### Отрывок
════════════════════

"Мишель Монтень. Опыты. Том III" - читать интересную книгу автора


Мой разум не дозволяет мне огрызаться и рычать на неприятности,
насылаемые на нас самою природой, но чувствовать их - воспрепятствовать
этому он не может. Я бы обегал весь свет - с одного конца до другого, -
чтобы найти для себя хоть один сладостный год приятного и заполненного
радостями покоя, ибо нет у меня иной цели, как жить и радоваться. Унылого и
тупого покоя вокруг меня сверхдостаточно, но он усыпляет и одурманивает меня
и довольствоваться им не по мне. Найдись какой-нибудь человек или
какое-нибудь приятное общество в деревенской глуши, в городе, во Франции или
в иных краях, живущие оседло или кочующие с места на место, которые мне бы
пришлись по вкусу и которым я сам был бы по нраву, - им стоило бы лишь
свистнуть, и я полетел бы к ним, и перед ними предстали бы эти самые "Опыты"
во плоти и крови.

════════════════════

### Задания
A – Какой покой, согласно отрывку, усыпляет и одурманивает автора?
B – Повторите дословно часть отрывка, начиная со слов «Мой разум не» и продолжая до слов «плоти и крови.».
Материал для работы не понадобится.

### Материал
════════════════════

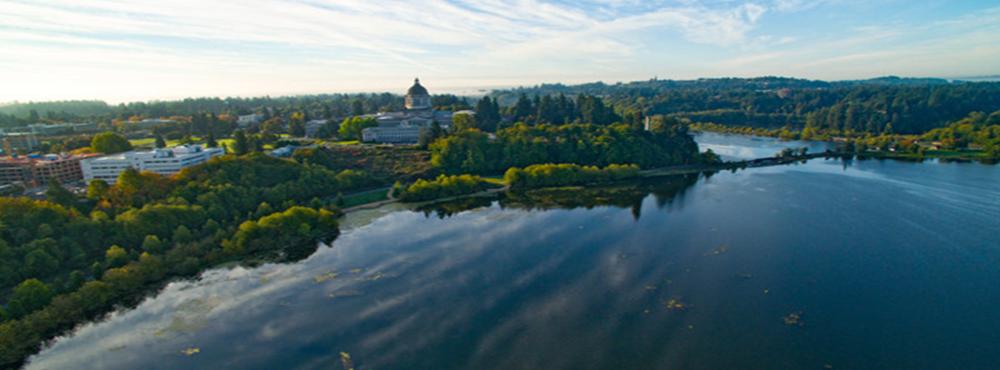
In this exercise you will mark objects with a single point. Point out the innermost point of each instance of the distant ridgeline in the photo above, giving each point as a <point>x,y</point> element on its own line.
<point>322,105</point>
<point>882,105</point>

════════════════════

### Ответы
A – Унылый и тупой покой.

B –
Мой разум не дозволяет мне огрызаться и рычать на неприятности,
насылаемые на нас самою природой, но чувствовать их - воспрепятствовать
этому он не может. Я бы обегал весь свет - с одного конца до другого, -
чтобы найти для себя хоть один сладостный год приятного и заполненного
радостями покоя, ибо нет у меня иной цели, как жить и радоваться. Унылого и
тупого покоя вокруг меня сверхдостаточно, но он усыпляет и одурманивает меня
и довольствоваться им не по мне. Найдись какой-нибудь человек или
какое-нибудь приятное общество в деревенской глуши, в городе, во Франции или
в иных краях, живущие оседло или кочующие с места на место, которые мне бы
пришлись по вкусу и которым я сам был бы по нраву, - им стоило бы лишь
свистнуть, и я полетел бы к ним, и перед ними предстали бы эти самые "Опыты"
во плоти и крови.